AIM OF THE EXERCISE: Please pull out every line of the entries below that contains the string "blue". Case counts.

RECORDS TO USE:
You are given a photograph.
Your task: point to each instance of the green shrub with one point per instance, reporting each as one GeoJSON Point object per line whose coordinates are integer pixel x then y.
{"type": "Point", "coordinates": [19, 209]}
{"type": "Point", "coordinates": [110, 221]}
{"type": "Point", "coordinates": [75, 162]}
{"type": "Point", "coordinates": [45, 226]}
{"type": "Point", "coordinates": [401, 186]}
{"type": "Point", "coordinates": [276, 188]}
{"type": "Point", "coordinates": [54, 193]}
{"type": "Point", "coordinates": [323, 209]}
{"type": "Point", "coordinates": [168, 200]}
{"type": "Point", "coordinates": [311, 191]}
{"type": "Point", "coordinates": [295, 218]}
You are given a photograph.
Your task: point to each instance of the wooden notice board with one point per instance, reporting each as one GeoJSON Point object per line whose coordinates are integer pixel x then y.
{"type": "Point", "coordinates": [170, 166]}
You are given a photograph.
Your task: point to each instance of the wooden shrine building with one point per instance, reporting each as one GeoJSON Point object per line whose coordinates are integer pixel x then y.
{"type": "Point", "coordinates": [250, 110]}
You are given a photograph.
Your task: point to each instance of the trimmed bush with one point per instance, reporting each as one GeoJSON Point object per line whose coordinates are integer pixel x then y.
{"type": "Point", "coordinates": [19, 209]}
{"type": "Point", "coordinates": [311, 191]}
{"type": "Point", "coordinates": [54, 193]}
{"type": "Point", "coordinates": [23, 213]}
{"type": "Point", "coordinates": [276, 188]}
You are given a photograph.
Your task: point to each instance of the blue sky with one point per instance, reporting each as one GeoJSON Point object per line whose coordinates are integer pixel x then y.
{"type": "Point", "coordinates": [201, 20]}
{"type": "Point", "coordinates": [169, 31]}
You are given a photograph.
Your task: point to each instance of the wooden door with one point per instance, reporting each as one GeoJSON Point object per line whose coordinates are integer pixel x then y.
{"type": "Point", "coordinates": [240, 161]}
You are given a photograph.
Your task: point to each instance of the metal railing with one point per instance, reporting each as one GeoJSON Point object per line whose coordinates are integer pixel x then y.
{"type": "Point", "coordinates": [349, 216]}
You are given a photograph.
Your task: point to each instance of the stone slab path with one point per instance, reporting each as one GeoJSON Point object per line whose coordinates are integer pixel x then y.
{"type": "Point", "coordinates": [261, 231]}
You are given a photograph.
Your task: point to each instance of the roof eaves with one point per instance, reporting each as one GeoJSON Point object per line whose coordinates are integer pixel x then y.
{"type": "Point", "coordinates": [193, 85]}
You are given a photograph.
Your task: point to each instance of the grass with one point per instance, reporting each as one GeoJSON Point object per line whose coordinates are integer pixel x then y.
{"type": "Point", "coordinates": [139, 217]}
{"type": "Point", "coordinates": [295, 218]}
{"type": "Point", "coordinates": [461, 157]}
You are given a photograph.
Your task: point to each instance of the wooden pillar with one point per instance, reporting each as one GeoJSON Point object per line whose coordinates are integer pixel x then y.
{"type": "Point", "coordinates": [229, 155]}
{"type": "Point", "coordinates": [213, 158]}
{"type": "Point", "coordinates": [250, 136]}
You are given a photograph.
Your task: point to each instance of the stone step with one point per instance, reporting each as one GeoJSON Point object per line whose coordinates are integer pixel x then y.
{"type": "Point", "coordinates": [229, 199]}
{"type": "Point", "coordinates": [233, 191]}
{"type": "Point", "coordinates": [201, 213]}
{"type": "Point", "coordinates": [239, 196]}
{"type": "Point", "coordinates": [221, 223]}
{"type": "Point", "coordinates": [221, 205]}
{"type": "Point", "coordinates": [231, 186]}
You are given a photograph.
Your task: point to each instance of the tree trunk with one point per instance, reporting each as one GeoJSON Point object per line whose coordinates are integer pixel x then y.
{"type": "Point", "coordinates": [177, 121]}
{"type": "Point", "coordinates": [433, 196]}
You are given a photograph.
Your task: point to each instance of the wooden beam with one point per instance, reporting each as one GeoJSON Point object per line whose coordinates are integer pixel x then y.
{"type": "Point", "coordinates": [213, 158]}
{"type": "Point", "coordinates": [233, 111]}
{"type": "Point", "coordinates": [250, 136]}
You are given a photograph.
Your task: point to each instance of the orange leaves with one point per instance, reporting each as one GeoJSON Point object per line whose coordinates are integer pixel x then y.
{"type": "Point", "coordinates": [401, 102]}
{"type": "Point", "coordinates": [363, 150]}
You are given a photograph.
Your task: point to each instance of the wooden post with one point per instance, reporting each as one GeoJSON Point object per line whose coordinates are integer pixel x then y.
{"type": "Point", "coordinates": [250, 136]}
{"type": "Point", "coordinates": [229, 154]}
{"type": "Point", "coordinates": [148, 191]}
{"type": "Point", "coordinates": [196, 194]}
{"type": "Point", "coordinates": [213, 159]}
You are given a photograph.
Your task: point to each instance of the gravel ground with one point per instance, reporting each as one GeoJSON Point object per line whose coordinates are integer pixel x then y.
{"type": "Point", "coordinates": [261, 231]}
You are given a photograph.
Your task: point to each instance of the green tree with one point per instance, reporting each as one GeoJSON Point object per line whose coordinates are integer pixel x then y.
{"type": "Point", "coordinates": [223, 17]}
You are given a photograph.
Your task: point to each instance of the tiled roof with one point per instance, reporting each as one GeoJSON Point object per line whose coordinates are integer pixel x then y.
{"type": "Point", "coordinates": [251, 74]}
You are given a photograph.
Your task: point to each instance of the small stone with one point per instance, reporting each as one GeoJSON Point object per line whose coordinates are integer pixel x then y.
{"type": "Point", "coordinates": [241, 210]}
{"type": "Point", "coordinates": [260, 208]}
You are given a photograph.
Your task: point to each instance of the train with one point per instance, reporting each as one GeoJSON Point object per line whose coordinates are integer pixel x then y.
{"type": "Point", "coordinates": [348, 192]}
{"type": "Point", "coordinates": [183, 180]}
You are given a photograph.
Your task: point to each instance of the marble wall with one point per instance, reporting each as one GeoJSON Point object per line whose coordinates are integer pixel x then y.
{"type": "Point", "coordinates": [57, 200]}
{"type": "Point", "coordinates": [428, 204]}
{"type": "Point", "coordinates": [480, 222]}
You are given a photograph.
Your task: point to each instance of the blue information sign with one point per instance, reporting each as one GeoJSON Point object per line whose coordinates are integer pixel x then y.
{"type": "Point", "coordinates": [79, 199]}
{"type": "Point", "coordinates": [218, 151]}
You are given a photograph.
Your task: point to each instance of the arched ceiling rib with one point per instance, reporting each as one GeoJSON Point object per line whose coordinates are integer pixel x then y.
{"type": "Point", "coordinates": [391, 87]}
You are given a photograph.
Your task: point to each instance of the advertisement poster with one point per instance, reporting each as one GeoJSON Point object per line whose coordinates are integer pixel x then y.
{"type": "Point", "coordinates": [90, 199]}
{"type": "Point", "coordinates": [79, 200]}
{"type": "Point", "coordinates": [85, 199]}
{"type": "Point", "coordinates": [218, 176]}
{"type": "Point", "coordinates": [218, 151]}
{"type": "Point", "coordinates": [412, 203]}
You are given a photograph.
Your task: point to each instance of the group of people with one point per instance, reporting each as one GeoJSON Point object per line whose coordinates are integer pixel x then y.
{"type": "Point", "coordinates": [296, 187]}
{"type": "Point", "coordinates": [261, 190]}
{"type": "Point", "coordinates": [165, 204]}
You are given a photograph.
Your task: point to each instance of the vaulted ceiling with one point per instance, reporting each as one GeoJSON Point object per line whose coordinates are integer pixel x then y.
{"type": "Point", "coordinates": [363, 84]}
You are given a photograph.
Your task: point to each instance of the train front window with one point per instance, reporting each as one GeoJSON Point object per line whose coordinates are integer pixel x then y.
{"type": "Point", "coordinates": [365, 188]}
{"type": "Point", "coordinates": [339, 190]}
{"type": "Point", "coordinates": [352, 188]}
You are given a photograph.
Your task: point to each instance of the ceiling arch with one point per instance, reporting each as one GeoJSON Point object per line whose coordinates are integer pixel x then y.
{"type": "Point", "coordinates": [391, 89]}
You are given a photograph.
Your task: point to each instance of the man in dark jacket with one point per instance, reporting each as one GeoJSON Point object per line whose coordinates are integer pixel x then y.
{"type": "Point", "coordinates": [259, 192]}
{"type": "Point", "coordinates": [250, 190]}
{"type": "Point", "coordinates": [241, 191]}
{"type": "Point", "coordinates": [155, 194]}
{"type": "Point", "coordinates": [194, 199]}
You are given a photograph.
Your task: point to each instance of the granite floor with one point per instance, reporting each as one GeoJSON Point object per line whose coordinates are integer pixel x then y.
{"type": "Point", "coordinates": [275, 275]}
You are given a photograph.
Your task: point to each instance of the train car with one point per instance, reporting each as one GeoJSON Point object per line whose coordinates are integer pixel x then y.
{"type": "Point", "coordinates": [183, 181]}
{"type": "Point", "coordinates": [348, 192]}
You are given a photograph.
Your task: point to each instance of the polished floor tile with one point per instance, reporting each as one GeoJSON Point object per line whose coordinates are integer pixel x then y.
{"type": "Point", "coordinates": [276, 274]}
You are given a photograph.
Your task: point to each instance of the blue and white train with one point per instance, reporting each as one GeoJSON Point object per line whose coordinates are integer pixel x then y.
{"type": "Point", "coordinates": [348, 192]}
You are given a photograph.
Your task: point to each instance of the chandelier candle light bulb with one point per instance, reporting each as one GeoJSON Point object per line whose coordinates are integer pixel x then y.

RESPONSE FOR THIS EXERCISE:
Your task: point to each instance of the blue sky with one point per instance, reporting each as one GeoJSON Point object per line whose coordinates are integer pixel x then y.
Your task: point to each instance of the blue information sign with one point per instance, reporting each as one GeoJSON Point object per line whose coordinates are integer pixel x then y.
Your task: point to each instance of the blue and white train with one point per instance, reporting each as one GeoJSON Point object per line whose coordinates are integer pixel x then y.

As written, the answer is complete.